Search code examples
pandasmachine-learningscikit-learnfeature-extractiondictvectorizer

Convert string features to numeric features in sklearn and pandas


I'm currently working with sklearn (I'm beginner) and I want to train and test a very naif classifier.

The structure of my training and testing data is the following:

 ----|----|----|----|----|----|------|----|----|----|-------  
  f1 | f2 | f3 | c1 | c2 | c3 | word | c4 | c5 | c6 | label   
 ----|----|----|----|----|----|------|----|----|----|------- 

Where:

f1: feature 1, binary numerical type like 0
f2: feature 2, binary numerical type like 1
f3: feature 3, binary numerical type like 0
c1: context 1, string type like "from"
c2: context 2, string type like "this"
c3: context 3, string type like "website"
word: central word (string) of the context like "http://.."
c4: context 4, string type
c5: context 5, string type
c6: context 6, string type
label: this is the label (string) that the classifier has to train and predict like: "URL" (I have only three types of label: REF,IRR,DATA)

What I want to do is to convert my context string features in numerical features. Every string field is composed of a maximum of one word.

The main goal is to assign a numeric value for every context and word string in such a way to make the system works. What I thought is that it's possible to define a vocabulary like:

{ from, website, to, ... }

and provide this vocabulary to the DictVectorizer, but I don't know how to do this now.

What I really want to do is to generate a huge number of binary features: the word “from” immediately preceding the word in question is one feature; the word “available” two positions after the word is another one. But I really don't know how.

This is what I tried to do:

#I tried to read the train csv:
train = pd.read_csv('train.csv')

#Drop the label field:
train_X = train.drop(['label'],axis=1)

#Take the other parameters:
train_y = train.label.values

#Then I convert the panda's data type into a dictionary: 
train_X = train_X.to_dict('r')

#And I tried to vectorize everything:
vec = DictVectorizer()
train_X = vec.fit_transform(train_X).toarray()

Obviously did't work. This because the context and word fields can be a very big word like an url.

Any suggestions? I accept all kinds of solutions.

Thank you very much.


Solution

  • If unique words are finite, you can do something like this using pandas.

    mapping_dict = {'word1':0,
                    'word2':1,
                    'word3':3  }
    
    df[col] = df[col].str.map(mapping_dict)

Data listing
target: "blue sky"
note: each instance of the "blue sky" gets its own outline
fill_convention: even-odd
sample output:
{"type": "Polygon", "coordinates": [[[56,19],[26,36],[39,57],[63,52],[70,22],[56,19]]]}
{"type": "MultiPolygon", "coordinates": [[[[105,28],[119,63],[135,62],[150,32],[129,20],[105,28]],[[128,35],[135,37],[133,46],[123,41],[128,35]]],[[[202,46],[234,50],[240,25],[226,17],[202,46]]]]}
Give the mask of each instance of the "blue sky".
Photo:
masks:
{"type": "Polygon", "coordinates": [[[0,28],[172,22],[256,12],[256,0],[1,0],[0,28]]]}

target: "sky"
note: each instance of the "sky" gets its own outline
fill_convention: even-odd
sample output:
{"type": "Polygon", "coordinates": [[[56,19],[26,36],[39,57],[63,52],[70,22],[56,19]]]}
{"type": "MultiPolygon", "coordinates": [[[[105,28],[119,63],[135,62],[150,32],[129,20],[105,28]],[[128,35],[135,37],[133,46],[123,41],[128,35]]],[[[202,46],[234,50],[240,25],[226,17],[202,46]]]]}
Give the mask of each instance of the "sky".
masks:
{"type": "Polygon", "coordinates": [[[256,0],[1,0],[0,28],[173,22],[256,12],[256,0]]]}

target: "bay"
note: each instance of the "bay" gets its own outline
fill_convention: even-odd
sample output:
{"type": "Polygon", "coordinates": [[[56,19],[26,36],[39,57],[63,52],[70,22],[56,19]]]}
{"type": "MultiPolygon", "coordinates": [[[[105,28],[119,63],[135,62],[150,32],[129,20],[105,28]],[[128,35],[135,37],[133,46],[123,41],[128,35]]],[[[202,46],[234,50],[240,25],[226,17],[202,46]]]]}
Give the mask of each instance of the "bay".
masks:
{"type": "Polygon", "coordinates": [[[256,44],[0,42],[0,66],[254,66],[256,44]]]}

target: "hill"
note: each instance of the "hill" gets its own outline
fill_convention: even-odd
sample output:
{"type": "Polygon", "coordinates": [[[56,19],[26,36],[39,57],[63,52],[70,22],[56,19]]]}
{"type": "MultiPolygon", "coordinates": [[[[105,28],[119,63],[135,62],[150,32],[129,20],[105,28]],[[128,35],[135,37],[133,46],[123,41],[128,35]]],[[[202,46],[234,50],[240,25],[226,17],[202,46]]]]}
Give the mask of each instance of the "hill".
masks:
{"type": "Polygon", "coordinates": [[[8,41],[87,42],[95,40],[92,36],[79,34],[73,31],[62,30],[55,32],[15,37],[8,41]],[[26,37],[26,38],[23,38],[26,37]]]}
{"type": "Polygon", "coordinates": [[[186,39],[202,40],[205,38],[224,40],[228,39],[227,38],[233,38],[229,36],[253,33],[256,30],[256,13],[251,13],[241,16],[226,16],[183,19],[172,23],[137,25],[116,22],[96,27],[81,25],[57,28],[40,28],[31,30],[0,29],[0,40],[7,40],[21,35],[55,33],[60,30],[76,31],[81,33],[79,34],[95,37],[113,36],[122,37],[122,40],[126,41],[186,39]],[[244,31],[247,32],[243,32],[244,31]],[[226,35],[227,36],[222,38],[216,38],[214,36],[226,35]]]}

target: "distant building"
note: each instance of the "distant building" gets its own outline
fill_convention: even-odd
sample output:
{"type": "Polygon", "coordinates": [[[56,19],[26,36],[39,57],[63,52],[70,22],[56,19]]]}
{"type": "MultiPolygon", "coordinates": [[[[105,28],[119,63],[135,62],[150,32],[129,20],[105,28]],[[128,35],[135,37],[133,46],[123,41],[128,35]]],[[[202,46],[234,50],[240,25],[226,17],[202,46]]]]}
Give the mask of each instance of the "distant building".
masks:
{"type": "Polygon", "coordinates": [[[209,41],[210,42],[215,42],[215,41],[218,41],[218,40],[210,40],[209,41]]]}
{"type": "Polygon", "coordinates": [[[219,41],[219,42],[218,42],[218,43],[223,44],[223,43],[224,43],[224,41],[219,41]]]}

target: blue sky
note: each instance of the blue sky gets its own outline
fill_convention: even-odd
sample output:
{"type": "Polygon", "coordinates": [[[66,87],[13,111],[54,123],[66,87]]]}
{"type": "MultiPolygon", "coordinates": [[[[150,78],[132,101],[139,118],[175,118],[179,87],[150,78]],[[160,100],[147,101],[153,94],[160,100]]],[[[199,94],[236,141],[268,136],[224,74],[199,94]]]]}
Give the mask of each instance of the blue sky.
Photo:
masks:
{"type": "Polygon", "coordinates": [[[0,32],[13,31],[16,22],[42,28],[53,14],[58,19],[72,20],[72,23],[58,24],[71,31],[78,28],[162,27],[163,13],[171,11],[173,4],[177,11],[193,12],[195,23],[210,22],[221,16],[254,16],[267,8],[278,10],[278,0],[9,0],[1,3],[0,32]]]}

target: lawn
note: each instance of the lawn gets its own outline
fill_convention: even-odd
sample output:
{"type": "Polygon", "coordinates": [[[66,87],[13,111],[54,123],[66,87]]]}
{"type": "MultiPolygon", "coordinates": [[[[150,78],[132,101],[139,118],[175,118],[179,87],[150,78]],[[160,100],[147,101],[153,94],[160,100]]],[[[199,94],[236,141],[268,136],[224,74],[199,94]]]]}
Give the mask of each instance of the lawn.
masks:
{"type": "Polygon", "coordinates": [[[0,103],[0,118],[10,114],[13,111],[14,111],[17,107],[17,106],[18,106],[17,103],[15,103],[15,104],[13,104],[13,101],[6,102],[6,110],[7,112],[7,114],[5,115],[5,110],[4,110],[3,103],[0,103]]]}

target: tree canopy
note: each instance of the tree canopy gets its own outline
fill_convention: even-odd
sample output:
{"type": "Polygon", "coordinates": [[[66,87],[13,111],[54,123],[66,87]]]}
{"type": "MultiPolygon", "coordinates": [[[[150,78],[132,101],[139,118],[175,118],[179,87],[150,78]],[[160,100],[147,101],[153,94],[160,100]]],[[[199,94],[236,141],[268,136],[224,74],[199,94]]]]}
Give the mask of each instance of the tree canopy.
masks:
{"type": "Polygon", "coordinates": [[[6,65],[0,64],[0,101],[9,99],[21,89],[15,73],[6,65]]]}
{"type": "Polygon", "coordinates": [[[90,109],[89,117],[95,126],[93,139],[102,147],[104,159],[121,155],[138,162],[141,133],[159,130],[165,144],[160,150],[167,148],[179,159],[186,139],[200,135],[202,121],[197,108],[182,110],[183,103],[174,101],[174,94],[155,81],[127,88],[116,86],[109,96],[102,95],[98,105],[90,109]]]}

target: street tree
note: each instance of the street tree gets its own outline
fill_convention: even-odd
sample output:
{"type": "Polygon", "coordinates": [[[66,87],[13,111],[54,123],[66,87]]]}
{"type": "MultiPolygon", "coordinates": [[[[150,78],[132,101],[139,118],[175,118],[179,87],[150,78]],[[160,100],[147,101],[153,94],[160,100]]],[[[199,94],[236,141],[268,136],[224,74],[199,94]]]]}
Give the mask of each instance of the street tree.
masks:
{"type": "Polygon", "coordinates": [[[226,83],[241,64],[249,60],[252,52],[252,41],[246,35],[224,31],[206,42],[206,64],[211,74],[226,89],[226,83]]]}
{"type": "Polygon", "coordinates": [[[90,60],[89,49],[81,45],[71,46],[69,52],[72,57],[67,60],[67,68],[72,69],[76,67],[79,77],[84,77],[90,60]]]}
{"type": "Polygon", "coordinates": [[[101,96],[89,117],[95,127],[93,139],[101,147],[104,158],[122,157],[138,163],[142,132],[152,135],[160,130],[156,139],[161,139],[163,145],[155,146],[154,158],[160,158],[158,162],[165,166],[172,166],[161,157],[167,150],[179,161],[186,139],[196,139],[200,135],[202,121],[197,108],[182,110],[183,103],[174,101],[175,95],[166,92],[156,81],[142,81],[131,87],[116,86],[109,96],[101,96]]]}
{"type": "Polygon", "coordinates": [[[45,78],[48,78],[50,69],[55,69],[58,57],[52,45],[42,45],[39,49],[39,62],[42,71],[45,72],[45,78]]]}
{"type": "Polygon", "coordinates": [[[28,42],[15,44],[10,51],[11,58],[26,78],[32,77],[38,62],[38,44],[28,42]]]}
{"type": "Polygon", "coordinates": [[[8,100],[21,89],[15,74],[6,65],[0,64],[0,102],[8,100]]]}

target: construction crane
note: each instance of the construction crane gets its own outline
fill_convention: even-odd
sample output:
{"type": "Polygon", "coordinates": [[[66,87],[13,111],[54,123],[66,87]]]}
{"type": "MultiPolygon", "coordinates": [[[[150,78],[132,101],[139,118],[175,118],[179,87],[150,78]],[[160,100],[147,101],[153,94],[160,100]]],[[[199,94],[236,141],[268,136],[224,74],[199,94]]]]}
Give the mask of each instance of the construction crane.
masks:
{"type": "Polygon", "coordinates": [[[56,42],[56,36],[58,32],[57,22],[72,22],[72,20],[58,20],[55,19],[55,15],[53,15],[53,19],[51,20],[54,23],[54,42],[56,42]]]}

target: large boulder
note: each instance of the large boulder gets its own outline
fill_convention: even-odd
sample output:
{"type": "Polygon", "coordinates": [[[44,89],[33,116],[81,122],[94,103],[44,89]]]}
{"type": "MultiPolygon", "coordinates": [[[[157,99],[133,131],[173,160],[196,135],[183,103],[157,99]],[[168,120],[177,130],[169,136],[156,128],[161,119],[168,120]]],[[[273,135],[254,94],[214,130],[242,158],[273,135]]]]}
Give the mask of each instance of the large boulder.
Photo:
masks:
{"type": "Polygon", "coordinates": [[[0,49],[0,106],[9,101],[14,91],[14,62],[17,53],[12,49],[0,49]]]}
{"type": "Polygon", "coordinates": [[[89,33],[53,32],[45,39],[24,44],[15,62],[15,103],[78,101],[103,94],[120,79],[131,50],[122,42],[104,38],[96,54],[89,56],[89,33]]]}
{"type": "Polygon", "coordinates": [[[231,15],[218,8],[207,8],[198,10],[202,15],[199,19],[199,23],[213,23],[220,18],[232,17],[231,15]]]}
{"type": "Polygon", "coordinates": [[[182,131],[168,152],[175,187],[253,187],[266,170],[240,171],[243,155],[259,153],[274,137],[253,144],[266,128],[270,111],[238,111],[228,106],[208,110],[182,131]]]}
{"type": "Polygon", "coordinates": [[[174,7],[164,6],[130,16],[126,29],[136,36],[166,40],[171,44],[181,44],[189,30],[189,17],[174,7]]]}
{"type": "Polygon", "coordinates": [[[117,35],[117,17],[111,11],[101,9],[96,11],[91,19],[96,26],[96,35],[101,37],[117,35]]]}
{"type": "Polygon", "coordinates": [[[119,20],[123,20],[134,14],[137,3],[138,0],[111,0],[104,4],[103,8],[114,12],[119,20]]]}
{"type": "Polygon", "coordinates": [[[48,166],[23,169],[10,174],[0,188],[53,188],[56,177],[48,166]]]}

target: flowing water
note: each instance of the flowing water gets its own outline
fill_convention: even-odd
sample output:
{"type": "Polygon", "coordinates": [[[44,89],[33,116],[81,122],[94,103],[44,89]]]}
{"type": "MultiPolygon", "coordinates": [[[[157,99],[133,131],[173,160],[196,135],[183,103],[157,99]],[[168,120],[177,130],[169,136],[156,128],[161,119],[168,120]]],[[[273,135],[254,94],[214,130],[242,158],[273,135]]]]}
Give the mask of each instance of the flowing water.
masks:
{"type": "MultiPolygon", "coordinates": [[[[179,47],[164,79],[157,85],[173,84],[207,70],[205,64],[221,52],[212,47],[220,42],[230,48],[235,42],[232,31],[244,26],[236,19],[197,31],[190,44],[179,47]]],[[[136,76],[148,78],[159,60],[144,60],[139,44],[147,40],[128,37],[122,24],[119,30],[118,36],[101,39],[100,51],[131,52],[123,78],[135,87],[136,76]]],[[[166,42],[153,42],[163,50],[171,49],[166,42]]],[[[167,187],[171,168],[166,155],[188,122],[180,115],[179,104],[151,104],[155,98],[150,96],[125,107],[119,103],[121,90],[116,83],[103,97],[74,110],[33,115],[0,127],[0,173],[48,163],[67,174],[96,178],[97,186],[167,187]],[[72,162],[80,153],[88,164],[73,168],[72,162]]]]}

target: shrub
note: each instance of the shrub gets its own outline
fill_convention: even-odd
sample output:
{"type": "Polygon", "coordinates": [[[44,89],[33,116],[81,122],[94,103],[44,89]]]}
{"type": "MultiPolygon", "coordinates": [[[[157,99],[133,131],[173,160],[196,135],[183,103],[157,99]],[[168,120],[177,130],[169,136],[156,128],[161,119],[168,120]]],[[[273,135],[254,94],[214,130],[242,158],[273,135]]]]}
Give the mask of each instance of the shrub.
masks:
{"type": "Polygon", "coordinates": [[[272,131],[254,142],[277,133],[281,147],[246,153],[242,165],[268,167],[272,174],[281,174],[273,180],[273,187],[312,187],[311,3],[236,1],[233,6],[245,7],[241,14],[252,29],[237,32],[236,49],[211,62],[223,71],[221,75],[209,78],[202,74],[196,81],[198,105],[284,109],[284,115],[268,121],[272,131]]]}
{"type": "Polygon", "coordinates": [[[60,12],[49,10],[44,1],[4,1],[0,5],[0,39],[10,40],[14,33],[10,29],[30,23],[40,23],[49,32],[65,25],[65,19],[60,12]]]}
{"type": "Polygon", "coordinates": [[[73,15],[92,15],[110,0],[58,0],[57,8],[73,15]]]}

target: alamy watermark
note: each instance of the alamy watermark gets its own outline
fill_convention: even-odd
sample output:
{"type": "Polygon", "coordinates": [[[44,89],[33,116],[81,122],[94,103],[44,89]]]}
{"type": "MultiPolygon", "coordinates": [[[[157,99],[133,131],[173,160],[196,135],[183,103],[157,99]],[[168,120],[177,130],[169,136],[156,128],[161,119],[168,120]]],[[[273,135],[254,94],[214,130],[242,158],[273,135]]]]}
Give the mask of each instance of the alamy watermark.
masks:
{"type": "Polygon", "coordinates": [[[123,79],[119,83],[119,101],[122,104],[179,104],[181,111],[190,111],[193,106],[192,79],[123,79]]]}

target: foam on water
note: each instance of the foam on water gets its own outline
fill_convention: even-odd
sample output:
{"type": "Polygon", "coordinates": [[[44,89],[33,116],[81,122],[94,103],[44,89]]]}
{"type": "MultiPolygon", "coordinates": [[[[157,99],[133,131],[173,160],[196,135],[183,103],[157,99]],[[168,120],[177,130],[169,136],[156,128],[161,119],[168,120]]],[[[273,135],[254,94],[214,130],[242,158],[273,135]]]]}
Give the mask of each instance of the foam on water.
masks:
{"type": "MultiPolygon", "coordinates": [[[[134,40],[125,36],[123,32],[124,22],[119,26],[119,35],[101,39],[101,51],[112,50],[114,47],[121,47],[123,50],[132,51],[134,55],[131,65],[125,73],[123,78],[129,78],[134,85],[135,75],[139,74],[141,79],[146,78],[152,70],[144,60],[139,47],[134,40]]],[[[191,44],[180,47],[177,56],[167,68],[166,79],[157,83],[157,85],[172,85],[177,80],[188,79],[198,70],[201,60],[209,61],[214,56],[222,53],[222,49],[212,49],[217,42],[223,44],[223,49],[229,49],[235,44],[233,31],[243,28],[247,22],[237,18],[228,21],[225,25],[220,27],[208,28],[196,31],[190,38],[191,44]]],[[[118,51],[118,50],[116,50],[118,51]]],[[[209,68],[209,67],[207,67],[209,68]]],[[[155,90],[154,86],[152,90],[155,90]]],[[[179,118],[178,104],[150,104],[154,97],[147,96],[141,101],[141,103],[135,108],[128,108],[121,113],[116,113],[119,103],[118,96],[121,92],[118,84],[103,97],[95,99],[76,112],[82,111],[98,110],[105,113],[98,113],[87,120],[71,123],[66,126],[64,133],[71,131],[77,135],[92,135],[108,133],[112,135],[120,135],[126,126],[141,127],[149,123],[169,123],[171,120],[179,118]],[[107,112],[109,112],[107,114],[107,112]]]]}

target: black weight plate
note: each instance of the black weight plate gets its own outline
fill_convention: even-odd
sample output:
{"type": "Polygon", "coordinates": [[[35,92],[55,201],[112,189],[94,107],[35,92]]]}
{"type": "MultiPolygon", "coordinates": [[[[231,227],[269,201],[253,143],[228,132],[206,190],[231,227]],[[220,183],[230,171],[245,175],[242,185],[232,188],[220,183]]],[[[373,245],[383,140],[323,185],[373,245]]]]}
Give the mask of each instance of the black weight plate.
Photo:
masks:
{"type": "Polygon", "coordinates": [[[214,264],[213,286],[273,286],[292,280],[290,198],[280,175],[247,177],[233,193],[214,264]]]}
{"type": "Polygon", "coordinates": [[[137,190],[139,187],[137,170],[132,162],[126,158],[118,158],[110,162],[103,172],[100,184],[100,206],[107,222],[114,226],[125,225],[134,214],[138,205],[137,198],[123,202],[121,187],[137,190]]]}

- WORK TO BE COMPLETED:
Write out word for word the part of the thread on converting string features to numeric ones that runs from "c3: context 3, string" to "of one word.". The lines in the data listing are not needed for this work.

- SOLUTION FOR THIS TASK:
c3: context 3, string type like "website"
word: central word (string) of the context like "http://.."
c4: context 4, string type
c5: context 5, string type
c6: context 6, string type
label: this is the label (string) that the classifier has to train and predict like: "URL" (I have only three types of label: REF,IRR,DATA)

What I want to do is to convert my context string features in numerical features. Every string field is composed of a maximum of one word.